EXERCISE INSTRUCTIONS
1. Please copy the text of the Yes, God, Yes interview from "Over the course" up to and including "to sexuality on-screen.", word for word.
2. Summarize the interview with Karen Maine about Yes, God, Yes in two sentences.
3. Write a continuation of the Karen Maine interview about Yes, God, Yes, starting after its final sentence.

PAGE EXTRACT
=== Section Start ===

The adults––worse, the other kids––of Karen Maine’s Yes, God, Yes all seem to be in on an elaborate inside joke. It can be tough to talk about sex, and it’s especially tough for Alice (Natalia Dyer), a sixteen-year-old stuck in Iowa catholic school. Rumors fly that she “tossed her classmates’ salad.” No one will tell Alice what that means.
Over the course of her 77-minute debut and an extracurricular Catholic retreat, Maine stages Alice being let-in on the secret. In the hands of the Obvious Child co-writer, Alice’s liberation from her repressive upbringing comes in the form of self-discovery––and in a distinctly awkward way, it’s pretty funny too. The coming-of-age genre has seen a real explosion in the last few years, but nothing quite like this. The Film Stage spoke with Maine about Yes, God, Yes, and her approach to sexuality on-screen.
I’d love to talk about genre: do you see Yes, God, Yes as fitting into the coming-of-age genre? How do you feel about the genre’s current state?
Yeah, I definitely think it’s coming-of-age, and I think there’s been a lot of really good ones recently! They’re becoming more female, I don’t want to say “positive,” but just accurate and realistic. Because it’s not always positive, and I think that’s a good thing, to show characters in different forms of complexities and moral situations.
But yeah, I love Edge of Seventeen, and To All The Boys I’ve Loved Before. I think those are just some really great films that I find myself re-watching, and I really do love that genre. And I would love to keep working in it! I definitely don’t want to just make things that are coming-of-age, but at the same time it’s also kind-of like a universal feeling that can happen at any age, so in a way, every film is like a coming-of-age, because the character goes through some kind of transformation. Yeah, I love that genre.
Yeah, I completely agree, To All The Boys I’ve Loved Before is just great. Do you see any of those films as influences on Yes, God, Yes?
To All The Boys I’ve Loved was out long after we finished shooting, and Edge of Seventeen––I can’t remember if I saw it before or not, but if I had I’m sure it influenced in some way.
There’s this great film, I think it’s a French film, but it’s set in Turkey, in Istanbul, called Mustang, by a filmmaker named Deniz Gamze Ergüven. It came out in 2015, and it’s about five Turkish sisters who live in a quite repressive household. It’s so beautifully shot, and it’s told from the perspective of these five girls, and I just really related to it, personally. Obviously they’re much more repressed than I ever was in Iowa, of course, don’t get me wrong, but it was very beautiful, and it had the same kind of feelings that I wanted to evoke in my film. But [Marianne Heller’s] The Diary of a Teenage Girl was also a big influence as well, I felt like that was one of the more sexually frank young, female coming-of-age stories I’d seen, and I really appreciated that.

=== Section End ===

THE DATA
=== Section Start ===

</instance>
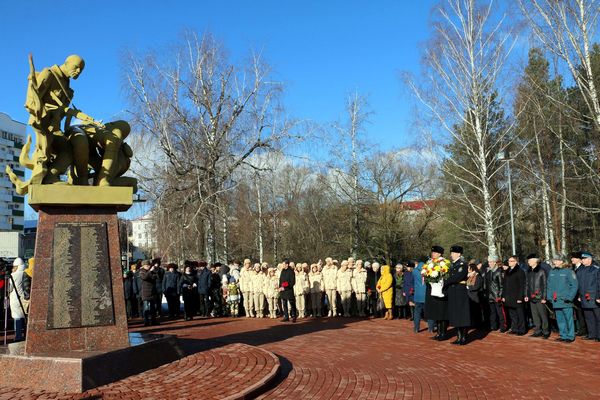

=== Section End ===

REPLIES
1.
Over the course of her 77-minute debut and an extracurricular Catholic retreat, Maine stages Alice being let-in on the secret. In the hands of the Obvious Child co-writer, Alice’s liberation from her repressive upbringing comes in the form of self-discovery––and in a distinctly awkward way, it’s pretty funny too. The coming-of-age genre has seen a real explosion in the last few years, but nothing quite like this. The Film Stage spoke with Maine about Yes, God, Yes, and her approach to sexuality on-screen.

2. Karen Maine's 77-minute debut, Yes, God, Yes, follows Alice, a sixteen-year-old at a Catholic school in Iowa, whose escape from a repressive upbringing during a Catholic retreat comes through awkward, funny self-discovery. Speaking with The Film Stage, Maine calls it a coming-of-age film and names Mustang and The Diary of a Teenage Girl as influences.

3.
But those all––in terms of filmmaking––were influential, but in terms of the story, I started writing in 2014, and it’s autobiographical, so that just came from me.
In a lot of ways, this is such a period piece, with so many loaded objects of the late nineties/early two-thousands. I think about the AOL sounds or Alice’s clunky cell phone. In the two decades since, do you think these very conservative, religious spaces have changed? Or are these environments just as repressive?
That’s a good question. I think there have been improvements in Catholicism. I think obviously this Pope is a little more open-minded than the others have been. But he’s still operating within this very rigid and repressive institution. Like, he said something a few years ago, “Who am I to judge about gay people?” but gay people are still told they’re going to hell, and they’re not allowed to get married, and all these other horrible restrictions that the church places on them. So how progressive really is that?
I think we’re moving in a direction that will slowly, hopefully, relax some of these more ridiculous things that the church imposes on people, like that priests can’t have sex, or masturbate even, which obviously sometimes causes really horrible things. So hopefully, I think we’re moving in that direction. I just think it’s really really slow, like a ship without sails. There’s a good light bulb joke about Catholicism that goes, “How many Catholics does it take to change a light bulb?” and the punchline is “change??” So I think about that––I think a little [change has happened], but not as fast as we’d like it to, or it should.
With that in mind, do you still consider yourself a Catholic? Do you still practice?
No. [laughs]. Not since I was seventeen. I had my awakening about that and no, definitely not.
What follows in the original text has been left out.